═══ DATA LISTING ═══
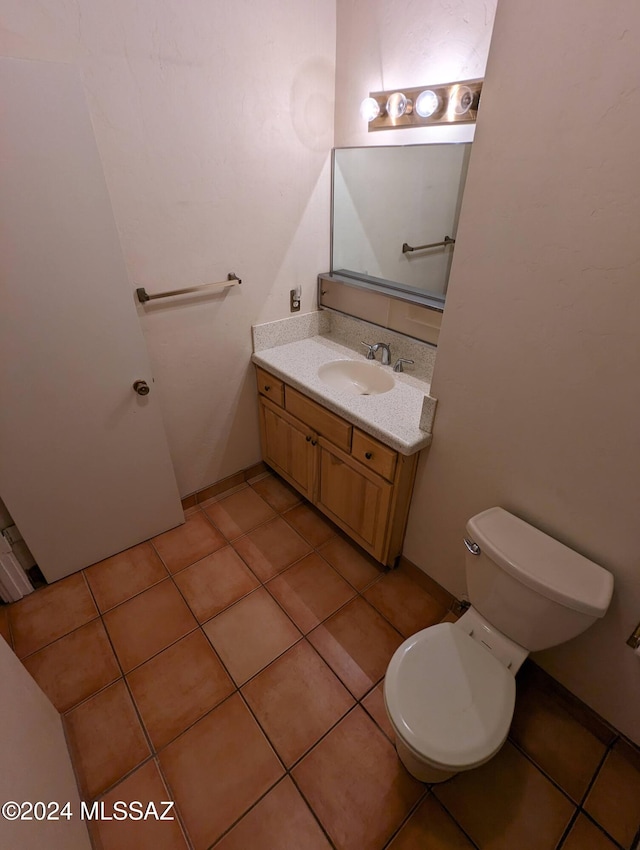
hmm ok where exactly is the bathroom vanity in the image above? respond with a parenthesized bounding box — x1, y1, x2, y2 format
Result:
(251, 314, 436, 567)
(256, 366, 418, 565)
═══
═══ DATA LISTING ═══
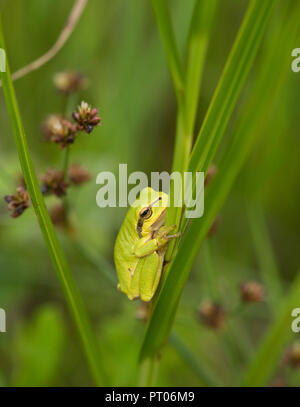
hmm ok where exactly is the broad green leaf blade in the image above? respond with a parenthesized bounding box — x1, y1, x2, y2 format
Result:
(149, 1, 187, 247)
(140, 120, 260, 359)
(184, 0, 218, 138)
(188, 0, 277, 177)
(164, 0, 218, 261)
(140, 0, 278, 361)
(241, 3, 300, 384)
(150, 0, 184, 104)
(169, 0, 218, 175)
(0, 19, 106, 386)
═══
For the word "respond", tally the lines of the listing that include it and give the number alone.

▶ **THE COMPLETED TASK**: 2